Object location annotation data
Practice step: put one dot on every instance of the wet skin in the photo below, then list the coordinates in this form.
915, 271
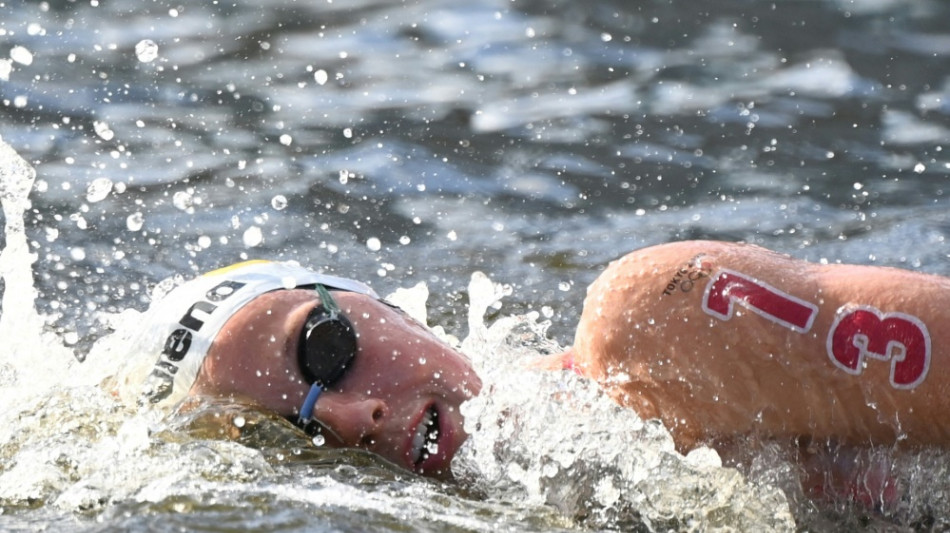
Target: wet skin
646, 336
401, 378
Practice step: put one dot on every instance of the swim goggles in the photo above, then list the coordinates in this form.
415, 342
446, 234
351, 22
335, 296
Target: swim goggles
327, 347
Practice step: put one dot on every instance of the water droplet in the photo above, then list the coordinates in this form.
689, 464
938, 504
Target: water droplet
253, 236
21, 55
103, 130
135, 221
146, 50
183, 200
98, 190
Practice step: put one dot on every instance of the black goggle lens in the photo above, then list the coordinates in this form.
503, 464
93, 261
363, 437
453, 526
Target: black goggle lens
327, 346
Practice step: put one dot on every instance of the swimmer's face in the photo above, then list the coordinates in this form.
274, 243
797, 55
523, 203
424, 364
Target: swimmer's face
400, 394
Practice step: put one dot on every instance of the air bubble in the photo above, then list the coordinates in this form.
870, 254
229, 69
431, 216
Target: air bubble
21, 55
98, 190
135, 221
146, 50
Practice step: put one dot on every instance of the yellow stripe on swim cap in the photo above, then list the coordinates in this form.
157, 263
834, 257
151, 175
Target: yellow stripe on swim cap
236, 266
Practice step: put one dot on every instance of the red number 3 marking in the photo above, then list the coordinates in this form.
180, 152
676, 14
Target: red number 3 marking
857, 333
864, 332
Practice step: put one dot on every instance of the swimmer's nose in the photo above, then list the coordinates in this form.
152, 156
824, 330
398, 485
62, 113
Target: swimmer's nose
352, 422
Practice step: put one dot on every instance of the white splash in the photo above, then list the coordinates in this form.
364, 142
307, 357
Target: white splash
554, 438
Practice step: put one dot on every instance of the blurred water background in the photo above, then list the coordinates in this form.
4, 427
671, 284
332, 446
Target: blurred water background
422, 141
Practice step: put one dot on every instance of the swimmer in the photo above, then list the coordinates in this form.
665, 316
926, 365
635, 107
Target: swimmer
323, 351
716, 340
719, 340
732, 344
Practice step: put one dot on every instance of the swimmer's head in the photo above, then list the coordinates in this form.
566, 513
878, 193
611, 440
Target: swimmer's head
182, 325
251, 331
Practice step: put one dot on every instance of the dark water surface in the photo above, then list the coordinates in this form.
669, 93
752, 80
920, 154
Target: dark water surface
400, 142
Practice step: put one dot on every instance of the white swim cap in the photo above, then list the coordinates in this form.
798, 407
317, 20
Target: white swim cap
181, 326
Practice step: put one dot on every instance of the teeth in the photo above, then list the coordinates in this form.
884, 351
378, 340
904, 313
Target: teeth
425, 439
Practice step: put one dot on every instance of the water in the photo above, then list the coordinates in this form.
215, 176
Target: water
407, 142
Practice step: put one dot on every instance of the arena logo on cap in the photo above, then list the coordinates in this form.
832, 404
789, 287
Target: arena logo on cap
179, 341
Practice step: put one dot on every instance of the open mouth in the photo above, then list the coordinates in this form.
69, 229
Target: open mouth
425, 440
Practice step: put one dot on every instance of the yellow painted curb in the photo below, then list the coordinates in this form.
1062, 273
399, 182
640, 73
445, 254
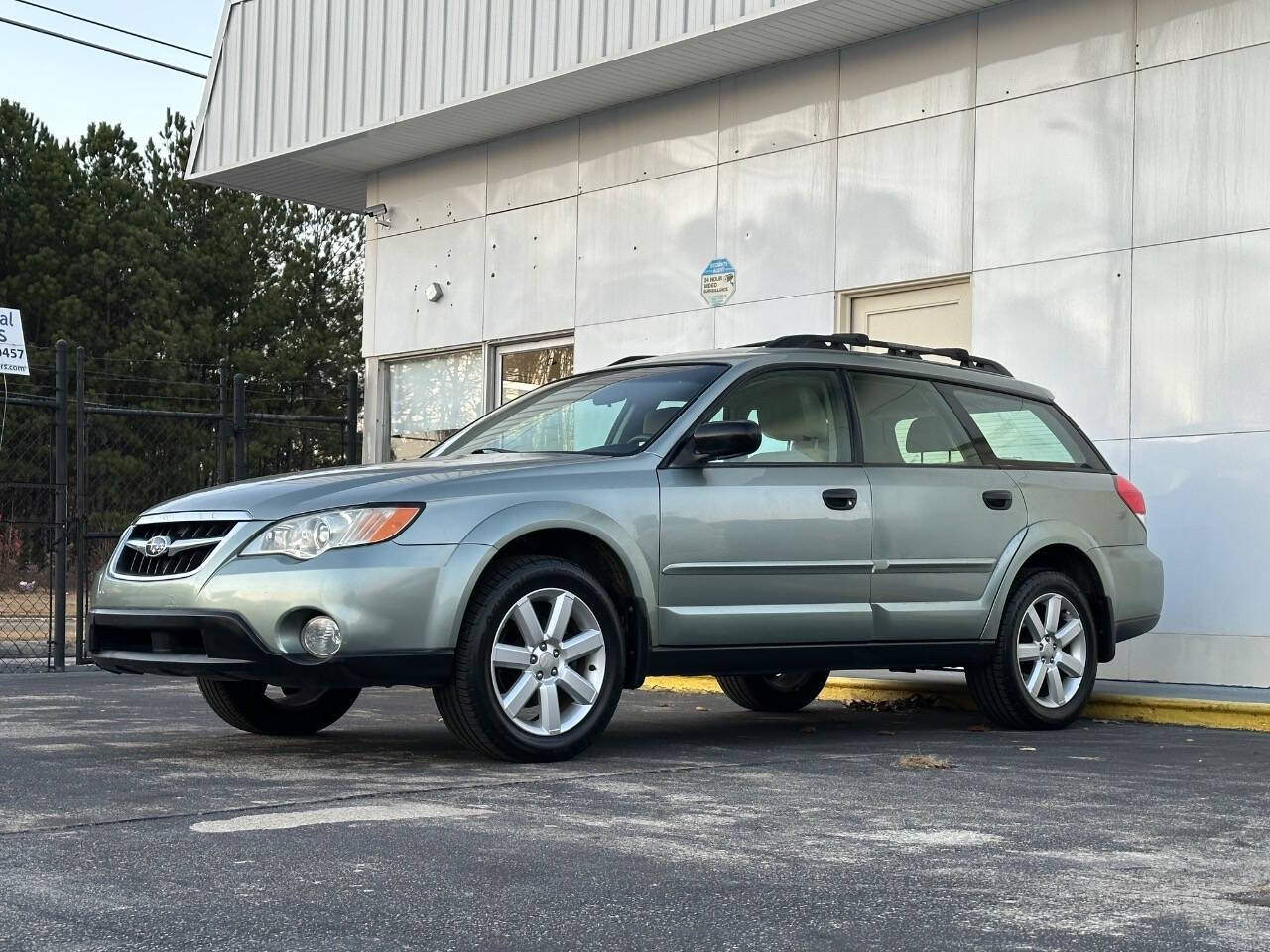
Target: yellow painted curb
1232, 715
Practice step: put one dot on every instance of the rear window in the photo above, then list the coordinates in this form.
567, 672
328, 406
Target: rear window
1025, 430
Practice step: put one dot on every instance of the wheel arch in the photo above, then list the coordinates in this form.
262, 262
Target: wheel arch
589, 538
1070, 549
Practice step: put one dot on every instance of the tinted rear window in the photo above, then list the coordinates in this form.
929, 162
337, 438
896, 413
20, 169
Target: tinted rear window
1023, 430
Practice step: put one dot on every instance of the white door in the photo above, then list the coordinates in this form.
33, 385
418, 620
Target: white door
930, 316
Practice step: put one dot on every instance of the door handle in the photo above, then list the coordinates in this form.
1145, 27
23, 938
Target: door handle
839, 498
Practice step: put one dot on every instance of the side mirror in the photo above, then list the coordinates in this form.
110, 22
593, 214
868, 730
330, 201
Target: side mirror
724, 440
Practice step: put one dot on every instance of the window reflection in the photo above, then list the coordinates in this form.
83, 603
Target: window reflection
431, 399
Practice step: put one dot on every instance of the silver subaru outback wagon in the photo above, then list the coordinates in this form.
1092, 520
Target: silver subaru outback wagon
763, 515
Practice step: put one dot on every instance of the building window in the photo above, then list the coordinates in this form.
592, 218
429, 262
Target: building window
522, 367
434, 398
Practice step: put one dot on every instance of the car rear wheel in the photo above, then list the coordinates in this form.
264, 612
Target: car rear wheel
539, 662
780, 692
258, 708
1046, 658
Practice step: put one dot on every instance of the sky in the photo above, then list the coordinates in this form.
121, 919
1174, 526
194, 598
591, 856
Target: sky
67, 85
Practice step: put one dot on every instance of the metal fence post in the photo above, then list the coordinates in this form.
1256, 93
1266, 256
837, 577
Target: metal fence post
350, 451
239, 426
222, 425
80, 506
62, 453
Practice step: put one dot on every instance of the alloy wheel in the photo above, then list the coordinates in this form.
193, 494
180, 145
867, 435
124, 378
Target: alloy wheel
548, 661
1051, 651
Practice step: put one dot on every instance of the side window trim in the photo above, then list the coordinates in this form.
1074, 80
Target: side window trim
1083, 442
857, 438
835, 373
987, 460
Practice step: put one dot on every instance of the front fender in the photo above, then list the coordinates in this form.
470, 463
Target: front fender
495, 531
1038, 536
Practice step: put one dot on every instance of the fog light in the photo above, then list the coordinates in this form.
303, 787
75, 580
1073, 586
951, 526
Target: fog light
320, 636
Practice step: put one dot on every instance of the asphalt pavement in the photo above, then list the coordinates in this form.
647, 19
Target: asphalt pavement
132, 819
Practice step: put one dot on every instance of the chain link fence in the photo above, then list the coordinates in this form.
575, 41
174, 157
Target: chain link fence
76, 466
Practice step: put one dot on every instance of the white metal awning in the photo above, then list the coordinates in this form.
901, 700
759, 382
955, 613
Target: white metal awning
308, 96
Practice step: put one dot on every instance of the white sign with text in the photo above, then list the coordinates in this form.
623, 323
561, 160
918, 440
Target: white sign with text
13, 344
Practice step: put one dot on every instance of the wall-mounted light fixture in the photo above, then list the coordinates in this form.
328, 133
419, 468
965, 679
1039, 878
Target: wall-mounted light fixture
380, 212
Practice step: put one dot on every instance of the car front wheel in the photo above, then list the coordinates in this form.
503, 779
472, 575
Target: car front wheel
539, 662
258, 708
1046, 658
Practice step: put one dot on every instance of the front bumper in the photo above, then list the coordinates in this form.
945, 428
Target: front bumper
223, 645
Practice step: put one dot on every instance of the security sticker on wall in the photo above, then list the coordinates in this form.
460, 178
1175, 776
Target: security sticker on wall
719, 282
13, 344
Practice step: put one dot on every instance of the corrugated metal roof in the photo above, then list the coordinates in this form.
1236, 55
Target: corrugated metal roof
307, 96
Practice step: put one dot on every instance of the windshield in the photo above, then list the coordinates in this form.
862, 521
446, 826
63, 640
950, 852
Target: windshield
612, 413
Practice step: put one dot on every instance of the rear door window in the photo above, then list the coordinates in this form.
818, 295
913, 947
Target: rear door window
802, 416
1021, 430
905, 421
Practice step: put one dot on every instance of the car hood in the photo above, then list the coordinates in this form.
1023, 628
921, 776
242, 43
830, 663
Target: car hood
277, 497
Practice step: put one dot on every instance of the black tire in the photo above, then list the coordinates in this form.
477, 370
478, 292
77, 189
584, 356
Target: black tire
246, 706
998, 685
779, 693
470, 703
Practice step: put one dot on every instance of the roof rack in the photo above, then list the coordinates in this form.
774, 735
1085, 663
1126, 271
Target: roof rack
846, 341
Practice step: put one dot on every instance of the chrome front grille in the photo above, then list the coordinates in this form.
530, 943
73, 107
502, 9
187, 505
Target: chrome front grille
162, 549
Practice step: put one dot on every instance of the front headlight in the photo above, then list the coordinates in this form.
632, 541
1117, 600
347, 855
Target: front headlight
308, 536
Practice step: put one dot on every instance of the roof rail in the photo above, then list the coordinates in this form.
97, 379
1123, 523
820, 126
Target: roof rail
844, 341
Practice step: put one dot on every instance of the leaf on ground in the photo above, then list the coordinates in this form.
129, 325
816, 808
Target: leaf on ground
924, 762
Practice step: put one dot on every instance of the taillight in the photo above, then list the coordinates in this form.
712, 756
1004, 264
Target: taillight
1132, 497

Required work.
Set down, unchanged, the line that contains "the front headlight" together with every later line in the records, through the last one.

Correct answer.
Practice step: put one dot on every instance of the front headlight in the photo above, then list the coordinates in this form.
632, 541
1117, 600
347, 855
Target: front headlight
308, 536
Practice step: put one dot on every instance of the roof rail in the photo above, then list the coordinates in this form.
97, 379
1123, 523
820, 126
Target: roof rail
844, 341
Practice step: put one dot on every instance of the leaf on ground in the photo above, then list the coordinates in this form.
129, 325
816, 808
Target: leaf on ground
924, 762
Practice step: put one dot on every instance of the taillight in the photo above, then list the coordinates in this form.
712, 756
1004, 264
Target: taillight
1132, 497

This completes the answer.